* Source information *

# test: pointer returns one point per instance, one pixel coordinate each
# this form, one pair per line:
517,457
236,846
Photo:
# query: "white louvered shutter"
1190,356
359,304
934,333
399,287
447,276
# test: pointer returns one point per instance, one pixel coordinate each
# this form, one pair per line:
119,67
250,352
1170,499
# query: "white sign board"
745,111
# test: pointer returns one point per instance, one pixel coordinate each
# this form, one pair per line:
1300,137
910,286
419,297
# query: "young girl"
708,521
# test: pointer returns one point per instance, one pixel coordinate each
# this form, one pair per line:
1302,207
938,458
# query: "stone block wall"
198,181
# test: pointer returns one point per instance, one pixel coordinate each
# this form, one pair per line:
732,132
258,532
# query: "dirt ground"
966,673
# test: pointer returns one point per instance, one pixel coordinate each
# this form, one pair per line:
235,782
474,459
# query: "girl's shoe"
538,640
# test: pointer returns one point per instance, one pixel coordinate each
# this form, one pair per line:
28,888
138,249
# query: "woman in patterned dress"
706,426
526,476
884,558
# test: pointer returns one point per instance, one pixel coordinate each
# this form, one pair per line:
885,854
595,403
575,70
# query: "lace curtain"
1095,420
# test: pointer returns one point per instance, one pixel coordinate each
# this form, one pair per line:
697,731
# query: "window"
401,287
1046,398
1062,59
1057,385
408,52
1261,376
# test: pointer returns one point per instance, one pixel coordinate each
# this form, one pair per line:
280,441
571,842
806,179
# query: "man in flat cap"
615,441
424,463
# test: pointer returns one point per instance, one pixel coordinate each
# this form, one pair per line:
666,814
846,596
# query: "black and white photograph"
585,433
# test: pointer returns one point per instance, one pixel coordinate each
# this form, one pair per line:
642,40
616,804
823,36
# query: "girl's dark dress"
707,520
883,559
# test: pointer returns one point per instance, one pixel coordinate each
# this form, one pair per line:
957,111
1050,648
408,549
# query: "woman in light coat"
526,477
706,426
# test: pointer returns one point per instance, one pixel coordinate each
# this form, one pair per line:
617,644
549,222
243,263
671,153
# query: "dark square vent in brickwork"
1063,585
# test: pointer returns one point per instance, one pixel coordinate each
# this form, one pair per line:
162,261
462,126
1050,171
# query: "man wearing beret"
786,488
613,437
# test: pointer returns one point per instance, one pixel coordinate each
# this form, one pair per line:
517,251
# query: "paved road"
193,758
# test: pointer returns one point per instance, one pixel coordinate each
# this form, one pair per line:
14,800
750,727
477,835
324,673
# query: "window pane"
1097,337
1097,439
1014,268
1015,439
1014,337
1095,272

* What is expected *
Every record must be retyped so that it matches the original exactly.

* Output for this task *
# test: pointer returns one point per instance, one pixel coordinate each
# this form, one pair per line:
517,457
236,846
Photo:
# query: "white louvered shutter"
1190,356
359,304
934,333
399,287
447,276
# test: pointer returns one point per instance, one pixel coordinate each
# this form, one pair per line:
119,67
250,352
1170,499
# query: "white sign board"
745,111
# test: pointer returns one point per instance, one pixel coordinate each
# this form, one pair per line:
1300,137
910,286
419,297
# query: "young girl"
708,521
# test: pointer returns one point per instance, one pixel coordinate each
# this form, one pair per line:
1302,207
938,458
# query: "stone block wall"
198,181
# test: pointer returns one point per instance, one pixel coordinate each
# this form, one pair per line:
732,132
258,532
# query: "dirt ground"
966,673
# test: pointer returns one point per instance, one pixel coordinate each
# this form, one pair per line:
235,782
474,459
# query: "girl's shoe"
538,640
# test: pointer returns one point per instance, one pixel coordinate each
# this form, one pair per line:
28,888
138,249
# query: "woman in patterned dress"
706,426
526,476
884,558
# test: pointer returns one point per instance, one pixel coordinate each
# this form, one pair per line:
885,854
595,403
575,70
# query: "lace curtain"
1095,420
# test: pointer returns one point per instance, one pixel coordinate each
# this form, one pair per line:
697,731
# query: "window"
401,287
1046,398
1062,59
1057,385
408,52
1261,376
# test: pointer returns one point per instance, one pixel coordinate each
# this form, one pair per line:
280,441
571,842
806,179
# query: "man in flat cap"
615,441
424,463
# test: pointer returns one point per instance, one pixel coordinate each
# this form, one pair per line:
666,814
846,596
# query: "black and white photograph"
585,433
# test: pointer returns one point per instance, one pixel coordinate each
# this form, one pair per line:
642,40
616,804
823,36
# query: "girl's dark dress"
707,520
883,559
# test: pointer returns one point per instance, one pixel coordinate each
# this form, one pair per line:
957,111
1050,648
408,549
# query: "woman in light coat"
526,477
706,426
# test: pointer returns one point per instance, one pixel coordinate each
# this form, one pair per line:
617,644
549,222
243,263
671,153
# query: "dark square vent in brickwork"
1063,585
# test: pointer returns one point per instance, one pixel coordinate each
# this form, one pair per line:
162,261
462,126
1050,171
# query: "man wearing beret"
786,488
613,437
# test: pointer returns one point per instance, one pixel coordinate each
# this form, one pair per line:
517,251
# query: "paved road"
193,758
# test: pointer returns one point per instance, one pixel coordinate each
# this form, one pair per line:
14,800
750,727
477,835
324,673
# query: "window pane"
1097,337
1097,439
1014,268
1015,439
1014,337
1095,272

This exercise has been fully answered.